**EXERCISE AIM:** Copy each line of the listing below that contains the string "tall", treating uppercase and lowercase as different.

BEGIN

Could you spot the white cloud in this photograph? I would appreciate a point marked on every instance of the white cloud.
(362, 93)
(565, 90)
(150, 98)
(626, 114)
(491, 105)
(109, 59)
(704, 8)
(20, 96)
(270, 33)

END
BEGIN

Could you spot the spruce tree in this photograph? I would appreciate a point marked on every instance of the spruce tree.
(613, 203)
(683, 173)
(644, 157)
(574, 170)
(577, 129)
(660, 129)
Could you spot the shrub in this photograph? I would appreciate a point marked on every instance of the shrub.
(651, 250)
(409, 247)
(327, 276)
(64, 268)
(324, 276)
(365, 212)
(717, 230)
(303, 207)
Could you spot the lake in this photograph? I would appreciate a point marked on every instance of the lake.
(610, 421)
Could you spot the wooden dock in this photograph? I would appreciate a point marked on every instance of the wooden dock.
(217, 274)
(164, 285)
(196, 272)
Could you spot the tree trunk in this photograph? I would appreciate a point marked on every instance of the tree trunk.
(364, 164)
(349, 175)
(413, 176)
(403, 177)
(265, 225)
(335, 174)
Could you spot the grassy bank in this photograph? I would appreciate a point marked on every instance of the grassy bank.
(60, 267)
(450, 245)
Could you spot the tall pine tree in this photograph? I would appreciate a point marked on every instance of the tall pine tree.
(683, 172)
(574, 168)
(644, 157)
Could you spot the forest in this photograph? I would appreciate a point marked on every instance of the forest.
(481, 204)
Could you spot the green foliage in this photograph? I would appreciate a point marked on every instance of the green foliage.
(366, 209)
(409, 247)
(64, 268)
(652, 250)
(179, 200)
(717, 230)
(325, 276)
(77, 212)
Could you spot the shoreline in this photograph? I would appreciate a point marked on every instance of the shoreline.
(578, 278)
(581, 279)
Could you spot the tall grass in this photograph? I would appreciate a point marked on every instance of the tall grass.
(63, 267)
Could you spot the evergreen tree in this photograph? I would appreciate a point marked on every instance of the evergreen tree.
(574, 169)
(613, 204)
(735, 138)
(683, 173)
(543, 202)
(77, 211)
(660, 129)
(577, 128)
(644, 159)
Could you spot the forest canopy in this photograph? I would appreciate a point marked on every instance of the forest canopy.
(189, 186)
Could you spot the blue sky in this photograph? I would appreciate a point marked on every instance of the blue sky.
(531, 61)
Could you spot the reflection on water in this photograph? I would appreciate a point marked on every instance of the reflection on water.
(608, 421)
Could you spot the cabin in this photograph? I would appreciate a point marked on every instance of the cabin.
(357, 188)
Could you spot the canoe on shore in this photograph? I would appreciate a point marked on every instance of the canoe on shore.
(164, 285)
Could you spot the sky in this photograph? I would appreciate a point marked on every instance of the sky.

END

**CORRECT RESPONSE:**
Could you spot the tall pine tree in this photograph? I would appreciate a point marked on every instance of the tall pine tree.
Could you spot the tall grass in this photograph? I would appreciate a point marked on every instance of the tall grass.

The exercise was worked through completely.